#### [Provided passage]
Posted by: Joe Leydon
at July 17, 2009 06:54 PM
Leah, since it is, ultimately, impossible for us to ever know a filmmaker's 'intention' how about we just agree that we all hate it when a filmmaker does a movie that's obviously a huge lame waste of time?
To go back to Tarantino's original quote, what he said he disliked were movies that were made impersonally, with no sense of true passion or creativity. Being a filmmaker is a great privilege that too many treat as just another very high-paying job.
Posted by: jeffmcm
at July 17, 2009 07:21 PM
"Leah, since it is, ultimately, impossible for us to ever know a filmmaker's 'intention' how about we just agree that we all hate it when a filmmaker does a movie that's obviously a huge lame waste of time?"
"That said, I challenge you (or anybody, for that matter) to attempt to defend Coppola's "Jack." Give it your best shot."
well, these statements sort of illustrate my point, in that perhaps the 'film critic' mentality - judging the finished film - is to blame for this 'pool movie' construct (tho jeff i always assumed you were involved in the making side as a tech of some sort?), flawed by virtue of judging the end product instead of the process from the beginning.
dietcock (i feel giggly like a schoolgirl every time i read your moniker), by definition 'defending' JACK means starting at the end by judging the finished project and then making assumptions, which is precisely the flaw with the 'PM' theory. it works backwards.
by assuming that because JACK was a commercial film and perhaps seen as an embarrassing failure, coppola must have done it for the $, not having truly cared about making a great film, is nonsensical. because coppola did not KNOW how 'jack' would turn out until the final edit, and he may actually love the movie he made even if others do not.
(my conjecture:) perhaps coppola read the screenplay, found it charming and touching, thought it would be a challenge to tackle a commercial 'dramedy' (and maybe make a bit of dosh). so he assembled his troops and what he thought was a good cast at that time and set about telling what he likely deemed a sweet story with a message about humanity.

#### [Stated problem A]
In the comment thread, why is it called nonsensical to conclude that Coppola made "Jack" only for the money? Answer in one to three sentences.
#### [Stated problem B]
Print the stretch of the comment thread from "by assuming that" through "message about humanity.".
#### [Stated problem C]
According to the comment thread, what kind of movies did Tarantino's original quote say he disliked?
Work only from the comment thread to complete these tasks.

#### [Raw data]
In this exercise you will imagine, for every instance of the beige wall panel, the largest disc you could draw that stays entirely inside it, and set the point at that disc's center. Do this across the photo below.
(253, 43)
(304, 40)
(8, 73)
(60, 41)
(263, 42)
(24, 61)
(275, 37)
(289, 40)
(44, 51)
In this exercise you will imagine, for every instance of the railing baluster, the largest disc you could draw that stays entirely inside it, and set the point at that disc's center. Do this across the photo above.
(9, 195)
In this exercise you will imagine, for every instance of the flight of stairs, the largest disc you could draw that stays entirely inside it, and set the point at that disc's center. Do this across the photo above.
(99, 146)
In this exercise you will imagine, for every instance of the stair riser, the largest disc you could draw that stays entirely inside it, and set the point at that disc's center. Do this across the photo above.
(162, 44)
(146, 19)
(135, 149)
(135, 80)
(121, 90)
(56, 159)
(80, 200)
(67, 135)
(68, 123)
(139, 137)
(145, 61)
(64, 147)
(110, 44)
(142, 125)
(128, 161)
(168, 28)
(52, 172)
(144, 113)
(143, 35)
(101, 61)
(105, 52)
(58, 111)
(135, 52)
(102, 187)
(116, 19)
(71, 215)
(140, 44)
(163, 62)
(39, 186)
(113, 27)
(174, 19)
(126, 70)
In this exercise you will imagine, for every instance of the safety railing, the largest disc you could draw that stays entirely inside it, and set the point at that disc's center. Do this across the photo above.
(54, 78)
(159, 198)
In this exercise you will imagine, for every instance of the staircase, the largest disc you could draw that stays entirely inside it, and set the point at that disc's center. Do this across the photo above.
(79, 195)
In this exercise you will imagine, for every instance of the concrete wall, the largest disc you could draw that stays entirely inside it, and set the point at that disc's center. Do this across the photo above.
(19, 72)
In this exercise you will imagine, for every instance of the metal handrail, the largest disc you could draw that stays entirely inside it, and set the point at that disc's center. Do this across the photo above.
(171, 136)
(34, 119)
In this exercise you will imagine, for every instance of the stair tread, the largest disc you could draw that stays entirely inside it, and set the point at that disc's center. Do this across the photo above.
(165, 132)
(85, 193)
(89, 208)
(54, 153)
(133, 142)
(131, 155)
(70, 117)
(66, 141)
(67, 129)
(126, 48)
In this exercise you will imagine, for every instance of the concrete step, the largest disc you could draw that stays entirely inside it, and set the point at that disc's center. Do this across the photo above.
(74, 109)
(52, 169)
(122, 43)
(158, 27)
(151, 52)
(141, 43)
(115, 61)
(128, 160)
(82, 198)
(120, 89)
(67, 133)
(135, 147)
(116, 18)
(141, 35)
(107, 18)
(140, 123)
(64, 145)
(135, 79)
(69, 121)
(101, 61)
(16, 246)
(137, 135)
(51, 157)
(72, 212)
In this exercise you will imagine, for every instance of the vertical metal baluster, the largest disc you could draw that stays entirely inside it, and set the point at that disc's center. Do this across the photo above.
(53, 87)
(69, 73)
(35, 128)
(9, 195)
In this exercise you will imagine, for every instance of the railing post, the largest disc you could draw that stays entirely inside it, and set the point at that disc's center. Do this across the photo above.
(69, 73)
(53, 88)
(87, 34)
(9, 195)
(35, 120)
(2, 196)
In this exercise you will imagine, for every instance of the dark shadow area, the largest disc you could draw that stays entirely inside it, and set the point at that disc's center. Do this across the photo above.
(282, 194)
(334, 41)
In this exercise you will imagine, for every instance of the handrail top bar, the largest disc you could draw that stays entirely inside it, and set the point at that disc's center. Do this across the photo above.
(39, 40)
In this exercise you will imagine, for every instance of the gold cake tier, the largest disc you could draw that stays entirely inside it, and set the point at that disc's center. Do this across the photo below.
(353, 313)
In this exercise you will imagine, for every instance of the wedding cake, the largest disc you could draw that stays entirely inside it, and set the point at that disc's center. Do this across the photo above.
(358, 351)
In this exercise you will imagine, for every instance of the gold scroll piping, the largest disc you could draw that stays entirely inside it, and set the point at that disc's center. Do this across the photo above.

#### [Correct answer A]
Coppola did not know how "Jack" would turn out until the final edit, so its reception as a failure cannot show what he intended. He may also love the movie he made, even if others do not.

#### [Correct answer B]
by assuming that because JACK was a commercial film and perhaps seen as an embarrassing failure, coppola must have done it for the $, not having truly cared about making a great film, is nonsensical. because coppola did not KNOW how 'jack' would turn out until the final edit, and he may actually love the movie he made even if others do not.
(my conjecture:) perhaps coppola read the screenplay, found it charming and touching, thought it would be a challenge to tackle a commercial 'dramedy' (and maybe make a bit of dosh). so he assembled his troops and what he thought was a good cast at that time and set about telling what he likely deemed a sweet story with a message about humanity.

#### [Correct answer C]
He disliked movies made impersonally, with no sense of true passion or creativity.